**What needs to be done**
Reproduce verbatim the stretch of the gratitude blog post that begins with the words containing "My kids. They" and ends with "when it happens.".

**Selected excerpt**
--------
Broken is a story that is best read Chronologically to start from the beginning – Prologue
In the wake of hurricane Hailey and trying to put a bow on this entire thing from my life’s perspective, I have come to start to see the silver linings.
I will still cover the dynamic in terms of sharing what might help people in a relationship with an abusive narcissist but it will just be reflection. I am not feeling the pain of that much these days.
It is pretty much time to reflect on a year in the context of this relationship, the pandemic and what has happened to me. Isolation from family and friends while dealing with Hailey and I have shared some reflection but not everything since this happened. While this blog has been hyper focused on the dynamic between me and Hailey, my life wasn’t consumed by it even if most of my thoughts were.
I am not a great multi-tasker, Darcey will agree, but the beauty of being an empath is I have had a lifetime of practice carrying around emotions, mine and others, while still having the ability to live life. To grind it out or to even prosper when the time arrives.
I started a gratitude journal. It has big gaps of time in it. But it’s there when I need it. I have enough to be thankful for and even more than that somedays.
My kids. They make me proud on a regular basis and yesterday was no exception. I wish I could tell you about it. But let’s just say as a teenager one of them is already a community leader. And I can’t believe what a lucky Dad I am.
Darcey and Jennifer. They are good friends. I have people I can talk to and expect a response. I am grateful that they came into my life when they did.
Sex. I have had quite a fun time with exploring, even if I have been a little slutty at times. I think the universe owed me on that one though. I learned about myself quite a bit and gained confidence with sexuality. And sleeping with one guys girlfriend and ex-wife is comedy for years.
My apartment. I have created a space for me and it looks nice. It’s like a little bachelor pad and most like coming here. Even if I haven’t had that much company lately. It’s ready for it when it happens.
My readers. You guys inspire me to share more and share honestly. Writing this has been cathartic. You even inspire topics. Today is inspired by someone personally and Naughty Nora. Nora reminds me that you need to read about the other parts of me and my personal friend reminds me that I need to share context more. Thank you both. Or for Nora “Spank You!!” 👏
My health. At the beginning of the pandemic I committed myself to this. I actually did a burning ceremony in which I visualized my health. It sounds so hokey, but fuck, it worked. Your health is an ongoing journey there are no destinations. But it has been great. I have physical results and have spoken about.
--------
**Information**
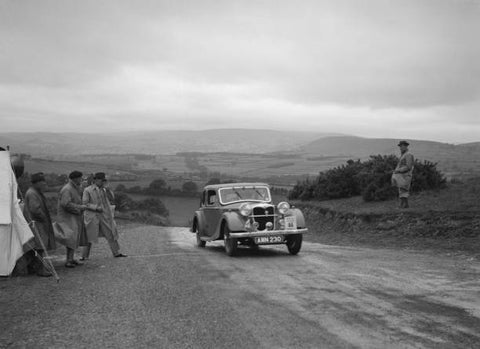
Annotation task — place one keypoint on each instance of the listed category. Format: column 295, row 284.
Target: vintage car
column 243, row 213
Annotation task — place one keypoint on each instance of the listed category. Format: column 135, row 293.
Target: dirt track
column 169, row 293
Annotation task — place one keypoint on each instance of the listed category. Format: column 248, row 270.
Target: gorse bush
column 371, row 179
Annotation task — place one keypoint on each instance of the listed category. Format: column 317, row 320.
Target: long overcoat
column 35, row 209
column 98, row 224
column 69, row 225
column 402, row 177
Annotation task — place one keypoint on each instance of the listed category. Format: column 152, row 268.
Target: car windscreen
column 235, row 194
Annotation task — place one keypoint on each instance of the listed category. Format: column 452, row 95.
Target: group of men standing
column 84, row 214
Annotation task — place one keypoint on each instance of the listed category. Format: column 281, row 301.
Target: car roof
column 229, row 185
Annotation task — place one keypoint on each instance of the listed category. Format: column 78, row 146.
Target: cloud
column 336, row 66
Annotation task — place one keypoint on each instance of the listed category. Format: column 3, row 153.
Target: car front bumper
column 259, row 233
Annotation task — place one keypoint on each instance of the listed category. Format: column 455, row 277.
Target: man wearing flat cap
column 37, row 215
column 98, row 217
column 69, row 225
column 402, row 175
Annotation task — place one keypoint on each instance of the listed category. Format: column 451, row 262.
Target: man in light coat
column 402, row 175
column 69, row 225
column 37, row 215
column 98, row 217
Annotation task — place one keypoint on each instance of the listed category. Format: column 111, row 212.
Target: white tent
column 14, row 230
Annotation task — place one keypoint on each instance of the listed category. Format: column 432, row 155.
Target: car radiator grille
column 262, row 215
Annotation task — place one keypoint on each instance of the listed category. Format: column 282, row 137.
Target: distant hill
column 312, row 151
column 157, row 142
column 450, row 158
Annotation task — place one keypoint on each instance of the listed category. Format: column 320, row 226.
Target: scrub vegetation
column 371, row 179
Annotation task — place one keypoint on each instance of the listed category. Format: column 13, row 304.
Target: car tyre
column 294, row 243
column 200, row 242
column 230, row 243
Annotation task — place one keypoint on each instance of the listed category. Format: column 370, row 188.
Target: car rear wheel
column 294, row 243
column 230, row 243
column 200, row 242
--------
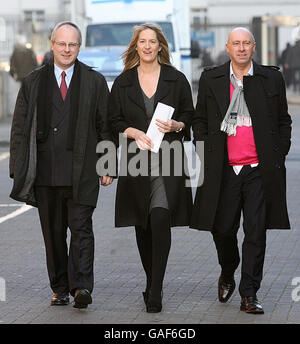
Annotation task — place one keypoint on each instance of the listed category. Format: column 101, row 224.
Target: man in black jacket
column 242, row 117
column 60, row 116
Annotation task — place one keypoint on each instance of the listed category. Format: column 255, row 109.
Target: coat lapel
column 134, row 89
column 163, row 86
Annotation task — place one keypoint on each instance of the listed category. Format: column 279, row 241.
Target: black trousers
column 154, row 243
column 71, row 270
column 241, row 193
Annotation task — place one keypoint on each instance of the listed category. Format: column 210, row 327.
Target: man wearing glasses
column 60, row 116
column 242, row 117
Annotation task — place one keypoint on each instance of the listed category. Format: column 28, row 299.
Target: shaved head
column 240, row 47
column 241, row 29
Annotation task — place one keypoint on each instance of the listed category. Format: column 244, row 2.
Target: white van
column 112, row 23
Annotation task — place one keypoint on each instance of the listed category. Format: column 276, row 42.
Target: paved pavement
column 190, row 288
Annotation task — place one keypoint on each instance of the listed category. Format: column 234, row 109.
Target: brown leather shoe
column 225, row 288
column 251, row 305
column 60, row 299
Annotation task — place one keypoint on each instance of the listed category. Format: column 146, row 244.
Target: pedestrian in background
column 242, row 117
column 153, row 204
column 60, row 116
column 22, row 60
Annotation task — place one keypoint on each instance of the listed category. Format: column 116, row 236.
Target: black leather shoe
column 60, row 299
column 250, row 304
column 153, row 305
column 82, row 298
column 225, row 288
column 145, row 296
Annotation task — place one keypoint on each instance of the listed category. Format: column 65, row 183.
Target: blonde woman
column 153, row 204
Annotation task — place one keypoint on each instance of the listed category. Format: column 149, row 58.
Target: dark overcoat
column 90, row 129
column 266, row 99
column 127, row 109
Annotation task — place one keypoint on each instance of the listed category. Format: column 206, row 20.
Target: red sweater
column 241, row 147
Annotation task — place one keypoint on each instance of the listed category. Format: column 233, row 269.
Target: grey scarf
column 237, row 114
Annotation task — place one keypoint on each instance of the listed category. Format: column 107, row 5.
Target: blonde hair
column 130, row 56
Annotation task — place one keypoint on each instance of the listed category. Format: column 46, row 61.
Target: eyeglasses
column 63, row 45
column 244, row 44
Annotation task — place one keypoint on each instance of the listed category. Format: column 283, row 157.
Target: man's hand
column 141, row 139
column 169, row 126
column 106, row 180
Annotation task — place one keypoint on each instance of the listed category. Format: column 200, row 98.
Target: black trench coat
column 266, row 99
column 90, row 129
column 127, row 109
--------
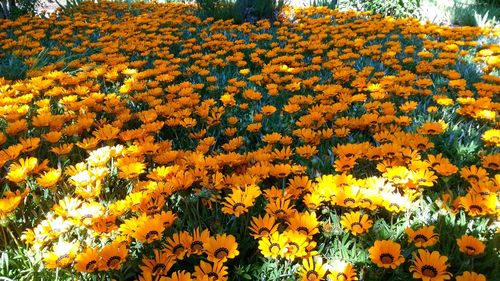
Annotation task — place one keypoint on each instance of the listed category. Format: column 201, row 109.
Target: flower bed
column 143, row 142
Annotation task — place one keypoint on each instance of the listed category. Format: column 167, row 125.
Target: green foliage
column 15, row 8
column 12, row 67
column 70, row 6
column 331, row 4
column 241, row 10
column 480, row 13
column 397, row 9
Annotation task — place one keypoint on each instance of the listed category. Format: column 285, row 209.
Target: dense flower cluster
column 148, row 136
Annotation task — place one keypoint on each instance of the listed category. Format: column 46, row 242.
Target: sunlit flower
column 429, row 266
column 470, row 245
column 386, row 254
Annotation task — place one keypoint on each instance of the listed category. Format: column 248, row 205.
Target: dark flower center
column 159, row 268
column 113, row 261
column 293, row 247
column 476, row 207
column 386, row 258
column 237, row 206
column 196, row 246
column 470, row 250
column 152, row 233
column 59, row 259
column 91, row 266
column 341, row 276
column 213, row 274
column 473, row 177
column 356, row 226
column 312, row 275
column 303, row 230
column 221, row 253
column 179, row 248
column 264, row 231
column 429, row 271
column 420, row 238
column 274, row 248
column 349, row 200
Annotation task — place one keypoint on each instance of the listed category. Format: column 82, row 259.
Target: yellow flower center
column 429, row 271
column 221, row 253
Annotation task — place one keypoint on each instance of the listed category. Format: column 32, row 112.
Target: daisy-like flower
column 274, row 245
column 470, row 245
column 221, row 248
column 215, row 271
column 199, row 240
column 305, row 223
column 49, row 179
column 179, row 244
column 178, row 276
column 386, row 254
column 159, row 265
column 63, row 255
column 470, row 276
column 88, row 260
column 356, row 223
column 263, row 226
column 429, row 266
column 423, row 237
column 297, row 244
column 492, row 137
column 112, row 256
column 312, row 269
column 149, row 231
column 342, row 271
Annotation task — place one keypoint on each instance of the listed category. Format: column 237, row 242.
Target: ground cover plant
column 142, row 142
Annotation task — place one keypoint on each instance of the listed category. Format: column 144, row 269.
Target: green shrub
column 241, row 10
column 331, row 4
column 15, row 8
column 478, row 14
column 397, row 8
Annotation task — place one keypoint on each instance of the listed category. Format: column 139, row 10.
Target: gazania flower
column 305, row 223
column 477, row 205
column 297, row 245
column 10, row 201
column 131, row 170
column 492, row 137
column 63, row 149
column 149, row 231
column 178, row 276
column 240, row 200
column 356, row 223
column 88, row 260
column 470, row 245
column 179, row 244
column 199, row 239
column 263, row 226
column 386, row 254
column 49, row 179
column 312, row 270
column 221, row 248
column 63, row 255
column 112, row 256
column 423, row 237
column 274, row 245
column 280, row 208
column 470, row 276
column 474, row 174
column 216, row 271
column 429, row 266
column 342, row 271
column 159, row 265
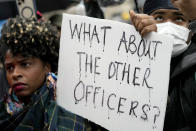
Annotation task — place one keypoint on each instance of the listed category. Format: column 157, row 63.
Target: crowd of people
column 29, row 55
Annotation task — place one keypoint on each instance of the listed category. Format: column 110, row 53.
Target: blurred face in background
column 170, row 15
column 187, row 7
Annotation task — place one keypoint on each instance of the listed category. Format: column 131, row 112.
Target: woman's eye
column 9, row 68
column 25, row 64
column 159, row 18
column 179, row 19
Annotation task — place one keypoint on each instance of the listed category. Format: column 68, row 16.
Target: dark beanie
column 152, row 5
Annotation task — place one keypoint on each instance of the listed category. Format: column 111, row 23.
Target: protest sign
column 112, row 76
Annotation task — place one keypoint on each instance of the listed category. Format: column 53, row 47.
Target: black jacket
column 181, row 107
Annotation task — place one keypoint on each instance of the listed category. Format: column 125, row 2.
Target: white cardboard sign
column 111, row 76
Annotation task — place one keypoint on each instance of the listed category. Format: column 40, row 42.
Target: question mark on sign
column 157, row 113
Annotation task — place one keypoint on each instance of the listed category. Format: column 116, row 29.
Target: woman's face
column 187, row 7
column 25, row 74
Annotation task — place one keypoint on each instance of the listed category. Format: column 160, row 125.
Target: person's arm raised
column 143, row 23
--------
**Solved problem**
My kids. They make me proud on a regular basis and yesterday was no exception. I wish I could tell you about it. But let’s just say as a teenager one of them is already a community leader. And I can’t believe what a lucky Dad I am.
Darcey and Jennifer. They are good friends. I have people I can talk to and expect a response. I am grateful that they came into my life when they did.
Sex. I have had quite a fun time with exploring, even if I have been a little slutty at times. I think the universe owed me on that one though. I learned about myself quite a bit and gained confidence with sexuality. And sleeping with one guys girlfriend and ex-wife is comedy for years.
My apartment. I have created a space for me and it looks nice. It’s like a little bachelor pad and most like coming here. Even if I haven’t had that much company lately. It’s ready for it when it happens.